**PASSAGE PROVIDED:**
_ _ _ _
ALTE MEISTER

The name, “Old Master” is derived from Germanic, “Alte Meister”, referring to the early works by Durer and his copyists, and, thereafter, to all of the finest draughtsmen emblematic of mastering the line to execute fine drawings. The  Oxford English Dictionary defines the term as “A pre-eminent artist of the period before the modern; esp. a pre-eminent western European painter of the 13th to 18th centuries.”  Even pupils of a Master are considered under the rubric of “alte meister”, the honorific being determined through association with the relevant school of a Master, or teacher.

The term is also used to refer to a painting or sculpture made by an Old Master, a usage datable to early writings wherein Les Maitres d’autrefois of 1876 by Eugène Fromentin an artist himself, referred to the important masters in historical context. Fromentin wrote poetically about the role of the artist. Talking about the effects of light, the aroma in the air of cities worthy of remembrance, he discusses the Dutch capital redolent of ash fires and damp.  In his memoir, “The Masters of Past Time, Or Criticism On The Old Flemish Dutch Painters”, Fromentin captures the nature of the giants of that era, talking about the notion of “Dutch Masterpieces”, the very term conjures groups of men formally dressed, conferring about issues of scientific and political importance. He writes about “The Syndics” when discussing Hals’ “Regents of St. Elizabeth’s Hospital” in a fresh revelation of what we today refer to as a “masterpiece”: we instinctively turn in our mind directly to Fromentin’s use of that prescient terminology.

There are comparable terms in Dutch, French and German; the Dutch perhaps being the first to make use of such a term, in the 18th century, when oude meester mostly meant painters of the Dutch Golden Age, like Frans Hals and Rembrandt.
_ _ _ _
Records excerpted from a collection
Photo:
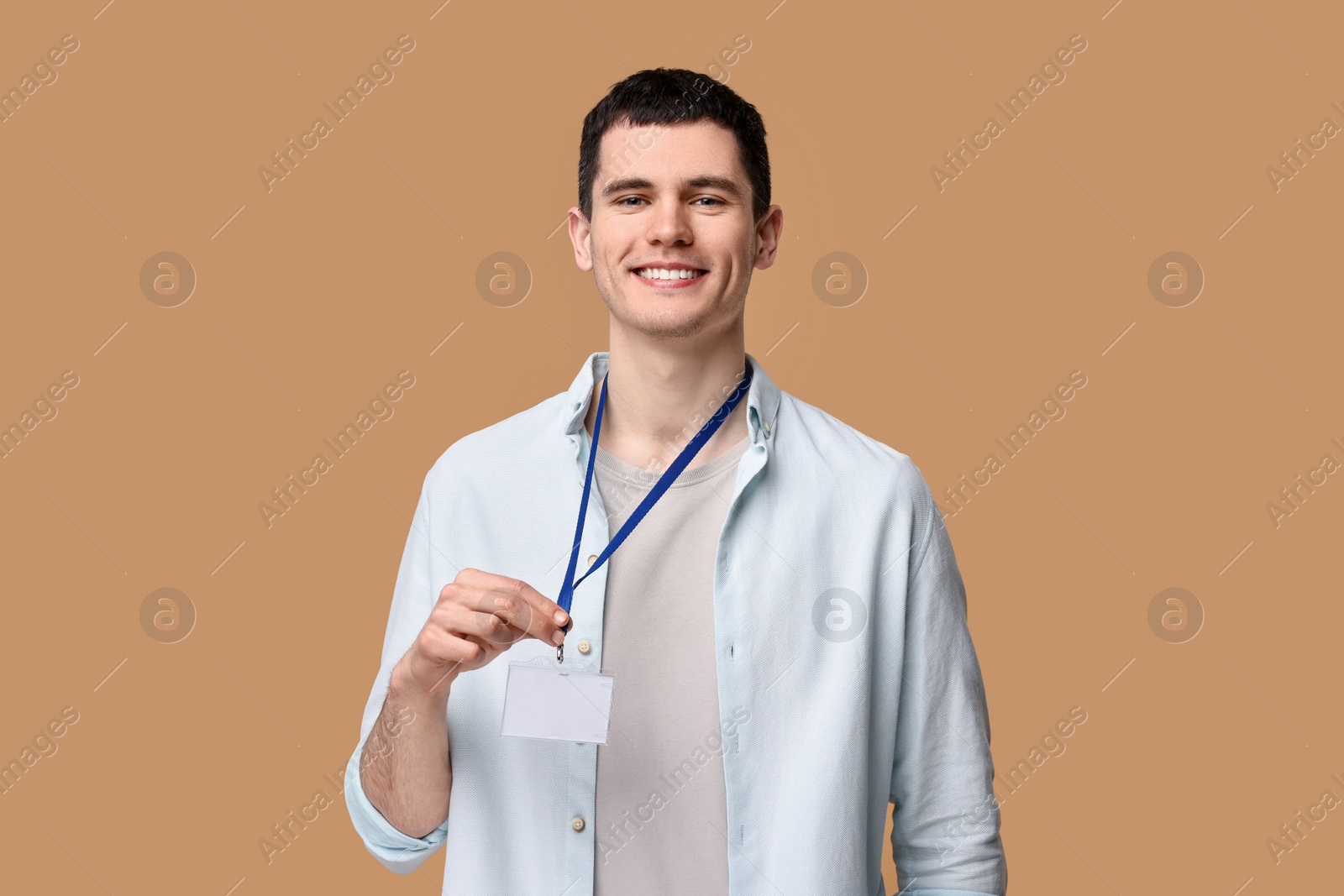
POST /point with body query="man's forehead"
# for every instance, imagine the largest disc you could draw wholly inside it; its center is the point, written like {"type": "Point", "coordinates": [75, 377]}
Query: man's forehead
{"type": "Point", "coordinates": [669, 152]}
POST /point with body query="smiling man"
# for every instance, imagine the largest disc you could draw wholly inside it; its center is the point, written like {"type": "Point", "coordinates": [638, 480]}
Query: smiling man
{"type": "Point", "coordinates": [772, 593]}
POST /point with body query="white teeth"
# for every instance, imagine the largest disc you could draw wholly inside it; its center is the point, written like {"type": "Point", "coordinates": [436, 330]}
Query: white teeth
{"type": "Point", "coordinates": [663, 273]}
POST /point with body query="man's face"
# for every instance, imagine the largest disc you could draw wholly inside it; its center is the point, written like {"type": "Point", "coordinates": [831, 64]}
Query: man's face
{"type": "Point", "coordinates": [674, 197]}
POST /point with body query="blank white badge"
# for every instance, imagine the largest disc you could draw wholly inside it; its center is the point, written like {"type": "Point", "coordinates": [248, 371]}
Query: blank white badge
_ _ _ _
**PROBLEM REQUIREMENTS:**
Can you reproduce verbatim the part of the passage on Old Masters starting with "There are comparable" and going on through "Hals and Rembrandt."? The items are separate from the passage on Old Masters.

**SOLUTION FOR THIS EXERCISE:**
There are comparable terms in Dutch, French and German; the Dutch perhaps being the first to make use of such a term, in the 18th century, when oude meester mostly meant painters of the Dutch Golden Age, like Frans Hals and Rembrandt.